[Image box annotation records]
┏━━
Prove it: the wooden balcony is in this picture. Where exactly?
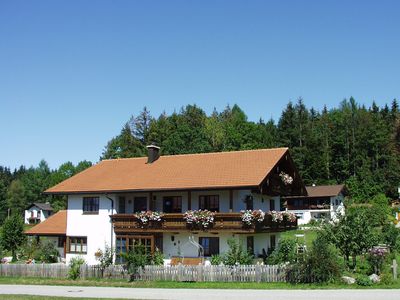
[110,213,297,233]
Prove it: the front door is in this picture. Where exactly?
[133,197,147,213]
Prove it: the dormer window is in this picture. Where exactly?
[83,197,99,214]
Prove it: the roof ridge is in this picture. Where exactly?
[99,147,289,163]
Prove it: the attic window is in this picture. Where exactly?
[83,197,99,214]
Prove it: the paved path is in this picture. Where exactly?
[0,285,400,300]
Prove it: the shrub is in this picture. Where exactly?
[21,238,41,260]
[151,248,164,266]
[380,273,394,285]
[38,241,60,263]
[95,245,114,277]
[68,256,85,280]
[287,236,340,283]
[211,254,224,266]
[223,238,253,266]
[121,244,151,281]
[382,223,400,251]
[267,238,297,265]
[356,275,372,286]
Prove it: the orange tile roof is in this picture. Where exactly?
[306,184,344,197]
[25,210,67,235]
[45,148,288,194]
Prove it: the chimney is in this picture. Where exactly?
[146,143,160,164]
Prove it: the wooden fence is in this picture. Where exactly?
[138,265,286,282]
[0,264,129,279]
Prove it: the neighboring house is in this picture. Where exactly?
[285,184,346,225]
[25,202,53,224]
[25,210,67,258]
[39,145,306,264]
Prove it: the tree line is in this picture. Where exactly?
[102,98,400,202]
[0,160,92,224]
[0,98,400,224]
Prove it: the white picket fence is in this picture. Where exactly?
[0,264,286,282]
[0,264,129,279]
[138,265,286,282]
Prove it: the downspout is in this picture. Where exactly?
[105,194,114,253]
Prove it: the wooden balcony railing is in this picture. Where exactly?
[287,204,331,210]
[110,213,297,233]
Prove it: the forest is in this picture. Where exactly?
[0,98,400,224]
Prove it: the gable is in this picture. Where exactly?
[46,148,306,194]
┗━━
EXERCISE REQUIREMENTS - Copy out the records from the line containing "Prove it: the forest" through the end of the records.

SOLUTION TO THE PROBLEM -
Prove it: the forest is in this picture. Where exactly?
[0,98,400,224]
Prove it: the gable is in this picture. Where exactly?
[46,148,306,194]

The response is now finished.